*Records provided*:

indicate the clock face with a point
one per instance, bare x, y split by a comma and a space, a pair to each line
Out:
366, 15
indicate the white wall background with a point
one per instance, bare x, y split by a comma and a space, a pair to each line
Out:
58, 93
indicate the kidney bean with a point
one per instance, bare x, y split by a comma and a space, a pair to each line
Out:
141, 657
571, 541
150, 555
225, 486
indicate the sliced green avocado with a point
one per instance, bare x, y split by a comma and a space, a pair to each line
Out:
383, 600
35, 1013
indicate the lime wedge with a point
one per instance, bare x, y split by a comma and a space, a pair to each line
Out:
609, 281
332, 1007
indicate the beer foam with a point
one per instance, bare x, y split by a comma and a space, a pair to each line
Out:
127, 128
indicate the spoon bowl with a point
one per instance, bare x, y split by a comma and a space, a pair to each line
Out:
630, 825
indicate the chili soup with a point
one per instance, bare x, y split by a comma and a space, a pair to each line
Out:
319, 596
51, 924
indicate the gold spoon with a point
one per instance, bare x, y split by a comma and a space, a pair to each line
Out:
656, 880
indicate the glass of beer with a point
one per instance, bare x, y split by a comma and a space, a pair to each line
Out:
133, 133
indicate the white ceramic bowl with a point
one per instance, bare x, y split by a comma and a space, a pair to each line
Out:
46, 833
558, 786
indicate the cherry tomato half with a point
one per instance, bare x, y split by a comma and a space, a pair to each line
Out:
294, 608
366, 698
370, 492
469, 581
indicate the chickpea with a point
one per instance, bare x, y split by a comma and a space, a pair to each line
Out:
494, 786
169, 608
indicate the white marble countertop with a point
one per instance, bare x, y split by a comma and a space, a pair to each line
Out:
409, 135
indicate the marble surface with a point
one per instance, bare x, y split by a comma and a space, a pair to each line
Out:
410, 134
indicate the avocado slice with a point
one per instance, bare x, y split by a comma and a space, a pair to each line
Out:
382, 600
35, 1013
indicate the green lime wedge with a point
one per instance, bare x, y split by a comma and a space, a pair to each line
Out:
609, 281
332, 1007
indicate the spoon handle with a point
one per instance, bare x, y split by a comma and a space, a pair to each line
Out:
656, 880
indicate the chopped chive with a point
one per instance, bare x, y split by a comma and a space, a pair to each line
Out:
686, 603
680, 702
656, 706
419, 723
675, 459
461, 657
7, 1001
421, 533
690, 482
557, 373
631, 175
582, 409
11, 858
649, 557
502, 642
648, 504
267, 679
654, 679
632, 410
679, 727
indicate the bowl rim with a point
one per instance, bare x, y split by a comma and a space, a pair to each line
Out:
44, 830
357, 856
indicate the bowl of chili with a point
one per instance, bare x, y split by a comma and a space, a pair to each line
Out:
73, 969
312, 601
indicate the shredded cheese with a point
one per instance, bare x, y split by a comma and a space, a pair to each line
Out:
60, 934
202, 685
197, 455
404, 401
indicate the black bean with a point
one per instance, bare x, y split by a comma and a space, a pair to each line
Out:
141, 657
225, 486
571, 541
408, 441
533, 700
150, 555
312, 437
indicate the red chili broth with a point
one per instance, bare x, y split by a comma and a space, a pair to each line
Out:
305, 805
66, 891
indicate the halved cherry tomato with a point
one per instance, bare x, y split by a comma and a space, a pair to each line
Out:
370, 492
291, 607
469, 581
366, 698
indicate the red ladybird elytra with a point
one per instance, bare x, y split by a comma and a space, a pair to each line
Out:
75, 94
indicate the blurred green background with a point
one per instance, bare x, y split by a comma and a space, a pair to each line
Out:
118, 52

*Your task*: Every record above must be duplicated exactly.

*Result for this exercise*:
indicate the clock face with a point
one per instance, bare x, y split by a comma and a space, a pair to each line
Out:
366, 15
indicate the white wall background with a point
one per instance, bare x, y split by a comma and a space, a pair to each line
Out:
58, 93
indicate the kidney bean with a point
one per instance, bare x, y split by a comma and a space, a pair to each line
Out:
141, 657
571, 541
150, 555
225, 486
indicate the sliced green avocado with a point
one per instance, bare x, y split by a comma and a space, a pair to each line
Out:
383, 600
35, 1013
indicate the lime wedge with a point
one per instance, bare x, y split by a comma and a space, a pair to each line
Out:
609, 281
332, 1007
indicate the beer foam with a point
one per instance, bare x, y split by a comma and a space, a pair to each line
Out:
127, 128
indicate the spoon bowl with a point
one per instance, bare x, y split by a comma and a space, a pair to each line
Out:
630, 825
indicate the chili soup with a point
one per instance, bare x, y split by a comma and a space, a pair to each line
Out:
319, 596
51, 924
indicate the gold spoon with a point
one per instance, bare x, y split by a comma and a space, a pair to each line
Out:
656, 880
indicate the glass of beer with a point
one per instance, bare x, y split by a comma and a space, a pair to each line
Out:
133, 133
indicate the white ceramic bowl with a point
one per instance, bare x, y split by a comma and a space, a pair to each line
Out:
46, 833
558, 786
indicate the cherry tomato half with a point
one per instance, bare x, y split by a comma and a space, a pair to each line
Out:
294, 608
366, 698
370, 492
469, 581
indicate the chickpea with a point
one per instance, bare x, y split by a comma and a space, a pair to each line
Out:
494, 786
169, 608
indicate the white marble countertop with a point
one per instance, bare x, y split by a comma and a space, a pair to each line
Out:
409, 135
indicate the marble surface with a point
one per instance, bare x, y split by a comma and a space, a pair to each line
Out:
410, 134
indicate the avocado slice with a point
one per instance, bare x, y split by a comma and a space, a pair to each line
Out:
382, 600
35, 1013
indicate the green lime wedge with a point
one per instance, bare x, y split by a comma and a space, a pair to each line
Out:
609, 281
332, 1007
indicate the spoon handle with a point
one per instance, bare x, y split by a comma and a space, a pair to each line
Out:
656, 880
indicate the chopped chive with a point
one per instance, bare x, y split by a comma and a space, a pair to each line
Out:
686, 603
680, 702
656, 706
419, 723
675, 459
461, 657
7, 1001
421, 533
690, 482
557, 373
631, 175
582, 409
11, 858
649, 557
502, 642
648, 504
267, 679
654, 679
632, 410
679, 727
indicate the bowl rim with a point
one per instance, bare x, y split by a comma and a space, a pair to each line
Out:
44, 830
357, 856
indicate the bowl of chili with a point
one per instance, bare x, y split by a comma and a space, a pair to each line
Out:
73, 969
312, 601
indicate the shredded cheese with a point
one per instance, bare x, y split by a comma and a space, a pair to each line
Out:
60, 934
202, 685
197, 455
404, 401
indicate the black bean with a point
one per instance, bare x, y split by a comma and a space, a pair to each line
Out:
141, 657
225, 486
571, 541
408, 441
533, 700
150, 555
312, 437
indicate the red chili broth with a point
one per instance, bare x, y split by a comma and a space, a pair to each line
Out:
305, 805
66, 891
indicate the halved cherry tomato with a point
one per instance, bare x, y split by a comma and a space, a pair to each line
Out:
370, 492
291, 607
469, 581
366, 698
indicate the red ladybird elytra with a point
one per instance, bare x, y split by a comma and a space, a pair to each line
Out:
75, 94
indicate the blurred green background with a point
one per instance, bare x, y split by a comma and a space, a pair to each line
Out:
118, 52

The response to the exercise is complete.